WHAT IS NEEDED:
Reproduce the data from its first line through the line containing "column 34, row 84", inclusive, with every "marker" swapped for "dot" and nothing else changed.

DATA ROWS:
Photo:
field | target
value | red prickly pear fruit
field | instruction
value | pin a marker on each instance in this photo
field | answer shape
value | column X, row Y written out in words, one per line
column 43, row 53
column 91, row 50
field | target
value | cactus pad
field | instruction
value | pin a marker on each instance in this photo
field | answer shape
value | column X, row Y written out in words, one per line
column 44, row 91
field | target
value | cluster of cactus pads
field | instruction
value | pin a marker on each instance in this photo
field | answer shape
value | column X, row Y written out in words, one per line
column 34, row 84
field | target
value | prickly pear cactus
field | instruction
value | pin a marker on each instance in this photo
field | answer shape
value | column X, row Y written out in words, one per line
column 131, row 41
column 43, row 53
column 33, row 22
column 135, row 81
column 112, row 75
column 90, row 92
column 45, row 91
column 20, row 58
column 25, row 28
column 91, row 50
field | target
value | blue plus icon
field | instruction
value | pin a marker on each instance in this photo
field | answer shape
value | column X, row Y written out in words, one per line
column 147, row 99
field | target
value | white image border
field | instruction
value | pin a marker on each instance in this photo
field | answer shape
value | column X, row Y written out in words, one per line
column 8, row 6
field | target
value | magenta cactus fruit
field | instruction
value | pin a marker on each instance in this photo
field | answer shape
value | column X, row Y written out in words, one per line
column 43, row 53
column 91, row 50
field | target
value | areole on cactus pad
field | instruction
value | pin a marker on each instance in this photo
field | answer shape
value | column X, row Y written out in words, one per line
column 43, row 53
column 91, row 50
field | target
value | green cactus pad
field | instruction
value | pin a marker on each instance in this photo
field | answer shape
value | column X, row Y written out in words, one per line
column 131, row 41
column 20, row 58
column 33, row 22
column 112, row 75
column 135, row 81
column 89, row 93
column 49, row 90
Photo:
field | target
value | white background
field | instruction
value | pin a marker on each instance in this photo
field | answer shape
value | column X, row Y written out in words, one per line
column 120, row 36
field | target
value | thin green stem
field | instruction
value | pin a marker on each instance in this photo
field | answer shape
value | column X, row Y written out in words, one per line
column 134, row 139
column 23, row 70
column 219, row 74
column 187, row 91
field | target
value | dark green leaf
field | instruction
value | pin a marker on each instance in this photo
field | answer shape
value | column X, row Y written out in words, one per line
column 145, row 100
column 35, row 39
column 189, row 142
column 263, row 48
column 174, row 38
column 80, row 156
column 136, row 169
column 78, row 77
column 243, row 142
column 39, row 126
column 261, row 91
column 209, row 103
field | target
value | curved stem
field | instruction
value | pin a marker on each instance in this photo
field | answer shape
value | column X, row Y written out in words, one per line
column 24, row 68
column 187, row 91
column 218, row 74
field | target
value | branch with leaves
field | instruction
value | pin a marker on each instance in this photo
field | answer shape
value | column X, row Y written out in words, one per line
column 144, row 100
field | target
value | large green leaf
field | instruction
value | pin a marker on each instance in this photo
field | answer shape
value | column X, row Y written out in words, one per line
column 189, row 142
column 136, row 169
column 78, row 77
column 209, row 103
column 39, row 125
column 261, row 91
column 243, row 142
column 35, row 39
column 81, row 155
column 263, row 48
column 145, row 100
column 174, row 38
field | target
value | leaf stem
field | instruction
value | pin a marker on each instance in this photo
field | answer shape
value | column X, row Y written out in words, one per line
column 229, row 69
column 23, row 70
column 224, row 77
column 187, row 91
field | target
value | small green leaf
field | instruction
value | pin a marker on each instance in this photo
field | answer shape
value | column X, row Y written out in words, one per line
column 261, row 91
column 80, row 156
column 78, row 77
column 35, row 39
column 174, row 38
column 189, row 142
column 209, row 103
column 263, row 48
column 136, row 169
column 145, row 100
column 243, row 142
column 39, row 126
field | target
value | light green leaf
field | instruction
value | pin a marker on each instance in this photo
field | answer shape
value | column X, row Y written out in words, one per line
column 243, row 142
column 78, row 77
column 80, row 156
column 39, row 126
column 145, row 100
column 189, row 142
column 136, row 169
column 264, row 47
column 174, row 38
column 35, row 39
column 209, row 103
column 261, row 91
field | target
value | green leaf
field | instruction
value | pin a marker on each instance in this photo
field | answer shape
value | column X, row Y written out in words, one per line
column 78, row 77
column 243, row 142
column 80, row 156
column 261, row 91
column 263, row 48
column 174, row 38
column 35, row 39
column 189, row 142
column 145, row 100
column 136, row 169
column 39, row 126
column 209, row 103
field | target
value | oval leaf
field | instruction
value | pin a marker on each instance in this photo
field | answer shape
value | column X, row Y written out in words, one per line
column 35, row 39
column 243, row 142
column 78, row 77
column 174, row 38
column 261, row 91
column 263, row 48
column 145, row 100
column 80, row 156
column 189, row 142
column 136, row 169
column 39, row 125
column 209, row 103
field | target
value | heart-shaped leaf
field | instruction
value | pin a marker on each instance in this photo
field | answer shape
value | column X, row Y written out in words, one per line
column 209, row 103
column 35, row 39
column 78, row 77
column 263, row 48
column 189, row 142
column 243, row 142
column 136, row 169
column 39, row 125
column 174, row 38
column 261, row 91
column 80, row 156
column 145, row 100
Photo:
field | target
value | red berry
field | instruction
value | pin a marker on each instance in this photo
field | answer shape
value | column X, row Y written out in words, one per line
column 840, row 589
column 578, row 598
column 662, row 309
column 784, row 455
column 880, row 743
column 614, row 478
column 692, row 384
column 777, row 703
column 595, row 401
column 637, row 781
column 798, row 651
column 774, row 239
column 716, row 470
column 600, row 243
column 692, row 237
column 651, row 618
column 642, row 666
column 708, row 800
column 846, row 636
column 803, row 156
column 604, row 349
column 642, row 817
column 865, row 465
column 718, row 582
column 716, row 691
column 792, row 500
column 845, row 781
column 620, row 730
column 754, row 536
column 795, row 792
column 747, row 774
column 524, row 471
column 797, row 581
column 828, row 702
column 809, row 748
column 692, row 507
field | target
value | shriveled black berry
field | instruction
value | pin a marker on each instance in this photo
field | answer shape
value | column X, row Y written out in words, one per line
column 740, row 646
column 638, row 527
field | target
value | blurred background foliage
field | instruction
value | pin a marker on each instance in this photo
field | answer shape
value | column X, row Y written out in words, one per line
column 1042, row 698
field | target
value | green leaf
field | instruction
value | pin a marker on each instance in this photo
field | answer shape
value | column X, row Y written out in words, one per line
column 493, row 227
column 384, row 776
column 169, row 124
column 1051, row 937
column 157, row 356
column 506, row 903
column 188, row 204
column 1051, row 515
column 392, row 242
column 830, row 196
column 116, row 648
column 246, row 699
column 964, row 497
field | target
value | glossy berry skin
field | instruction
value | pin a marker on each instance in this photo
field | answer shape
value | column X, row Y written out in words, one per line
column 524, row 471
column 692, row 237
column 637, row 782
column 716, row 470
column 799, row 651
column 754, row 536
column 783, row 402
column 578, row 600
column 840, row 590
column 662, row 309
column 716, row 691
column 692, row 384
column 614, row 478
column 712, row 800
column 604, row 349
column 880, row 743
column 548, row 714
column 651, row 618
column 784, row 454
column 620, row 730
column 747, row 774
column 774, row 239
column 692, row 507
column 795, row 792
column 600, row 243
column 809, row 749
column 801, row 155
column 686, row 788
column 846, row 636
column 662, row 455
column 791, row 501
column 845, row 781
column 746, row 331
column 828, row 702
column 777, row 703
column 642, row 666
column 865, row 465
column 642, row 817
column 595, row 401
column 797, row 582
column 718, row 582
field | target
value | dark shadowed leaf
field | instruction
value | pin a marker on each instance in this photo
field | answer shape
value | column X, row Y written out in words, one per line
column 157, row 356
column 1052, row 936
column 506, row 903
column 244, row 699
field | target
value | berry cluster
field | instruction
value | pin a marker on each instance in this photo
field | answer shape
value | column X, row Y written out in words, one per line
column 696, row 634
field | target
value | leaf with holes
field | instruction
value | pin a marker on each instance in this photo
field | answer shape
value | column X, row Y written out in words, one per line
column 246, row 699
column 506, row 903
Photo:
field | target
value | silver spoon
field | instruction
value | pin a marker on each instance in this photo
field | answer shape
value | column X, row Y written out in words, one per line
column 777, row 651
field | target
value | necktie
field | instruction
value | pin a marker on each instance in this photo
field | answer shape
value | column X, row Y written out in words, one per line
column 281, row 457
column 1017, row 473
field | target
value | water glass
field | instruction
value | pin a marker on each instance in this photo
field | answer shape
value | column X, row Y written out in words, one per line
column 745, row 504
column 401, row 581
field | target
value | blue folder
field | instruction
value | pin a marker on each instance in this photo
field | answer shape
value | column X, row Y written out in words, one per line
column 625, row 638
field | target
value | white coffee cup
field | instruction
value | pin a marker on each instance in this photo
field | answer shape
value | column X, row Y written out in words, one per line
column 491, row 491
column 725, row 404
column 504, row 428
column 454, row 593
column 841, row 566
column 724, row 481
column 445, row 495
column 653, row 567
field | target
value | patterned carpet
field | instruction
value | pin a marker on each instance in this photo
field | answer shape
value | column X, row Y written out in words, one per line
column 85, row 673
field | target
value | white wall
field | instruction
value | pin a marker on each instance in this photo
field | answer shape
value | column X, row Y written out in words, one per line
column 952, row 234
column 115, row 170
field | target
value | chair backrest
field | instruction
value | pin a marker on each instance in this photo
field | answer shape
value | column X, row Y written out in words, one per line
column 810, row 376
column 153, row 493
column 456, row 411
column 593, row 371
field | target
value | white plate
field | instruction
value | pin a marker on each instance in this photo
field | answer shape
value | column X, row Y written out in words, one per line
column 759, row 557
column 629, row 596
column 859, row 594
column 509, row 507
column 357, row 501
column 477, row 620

PROBLEM SOLUTION:
Photo:
field | target
value | red prickly pear fruit
field | instruction
value | pin a dot on each instance in this photo
field | answer shape
value | column X, row Y written out in words, one per line
column 43, row 53
column 91, row 50
field | target
value | cactus pad
field | instruction
value | pin a dot on each instance in this photo
field | answer shape
value | column X, row Y written out in words, one per line
column 44, row 91
field | target
value | cluster of cactus pads
field | instruction
value | pin a dot on each instance in this photo
field | answer shape
value | column X, row Y written out in words, one per line
column 34, row 84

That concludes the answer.